I had about $200 to last me for the next week and a half. I tipped him $20 on a $4 tab and left to sleep and have approximately three pints of my blood harvested by mosquitoes.
I woke up at 5AM feeling anemic.
A three mile walk down the village’s only road introduced me to Senggigi’s postcard stand-sized bamboo-built tourist office. In exchange for about $2, they sell tickets for the 7AM daily departure to Gili Trawangan. This final two hour push first pauses at Gili Air and Gili Meno, each offering their own unique tourist delights. But I wanted Gili Trawangan, the very last and very smallest of the remote islands of the remote itself Lombok.
This portion of the Lombok Strait is tackled with an eardrum-piercing oversized motor haphazardly attached to the back of a wooden canoe. The views compensate for this through their surreal, nearly tear-educing beauty. Cones of verdant granite stab up through the ocean hundreds of feet into the air. Our canoe expertly zigzagged through this oceanic mountain-forest for forty-five minutes before departing for the Lombok sea-proper.

----------------

EXERCISE 1: In the travel account, what time does the daily departure to Gili Trawangan leave?
EXERCISE 2: Reproduce the travel account word for word, starting at "This portion of" up to and including "the Lombok sea-proper.".
Nothing in the listing below has any bearing on the travel account above.

----------------

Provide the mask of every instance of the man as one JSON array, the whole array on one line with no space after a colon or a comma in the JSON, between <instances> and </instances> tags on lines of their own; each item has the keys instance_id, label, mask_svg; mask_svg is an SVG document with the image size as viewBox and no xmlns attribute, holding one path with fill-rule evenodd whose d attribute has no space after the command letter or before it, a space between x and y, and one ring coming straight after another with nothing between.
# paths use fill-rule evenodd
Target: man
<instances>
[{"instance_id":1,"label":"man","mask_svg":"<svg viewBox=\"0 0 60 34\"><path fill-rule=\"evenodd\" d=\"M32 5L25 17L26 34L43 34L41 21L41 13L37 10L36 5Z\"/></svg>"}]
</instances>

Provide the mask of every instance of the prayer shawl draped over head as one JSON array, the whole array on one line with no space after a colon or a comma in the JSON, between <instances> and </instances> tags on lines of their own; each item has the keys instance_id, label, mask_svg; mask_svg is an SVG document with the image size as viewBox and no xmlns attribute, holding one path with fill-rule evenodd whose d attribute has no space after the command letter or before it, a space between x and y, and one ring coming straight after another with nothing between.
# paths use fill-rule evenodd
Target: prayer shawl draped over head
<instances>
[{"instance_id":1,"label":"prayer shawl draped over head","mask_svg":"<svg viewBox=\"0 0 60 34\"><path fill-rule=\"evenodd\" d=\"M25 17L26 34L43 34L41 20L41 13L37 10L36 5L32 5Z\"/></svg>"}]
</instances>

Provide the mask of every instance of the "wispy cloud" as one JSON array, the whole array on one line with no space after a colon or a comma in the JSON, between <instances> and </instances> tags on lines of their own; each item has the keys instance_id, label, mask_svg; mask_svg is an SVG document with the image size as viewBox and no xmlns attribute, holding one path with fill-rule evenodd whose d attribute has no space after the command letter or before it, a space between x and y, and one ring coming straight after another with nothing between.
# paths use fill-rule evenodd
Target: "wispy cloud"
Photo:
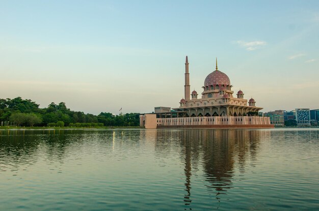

----------------

EXERCISE RESULT 1: It leaves at 7AM.

EXERCISE RESULT 2:
This portion of the Lombok Strait is tackled with an eardrum-piercing oversized motor haphazardly attached to the back of a wooden canoe. The views compensate for this through their surreal, nearly tear-educing beauty. Cones of verdant granite stab up through the ocean hundreds of feet into the air. Our canoe expertly zigzagged through this oceanic mountain-forest for forty-five minutes before departing for the Lombok sea-proper.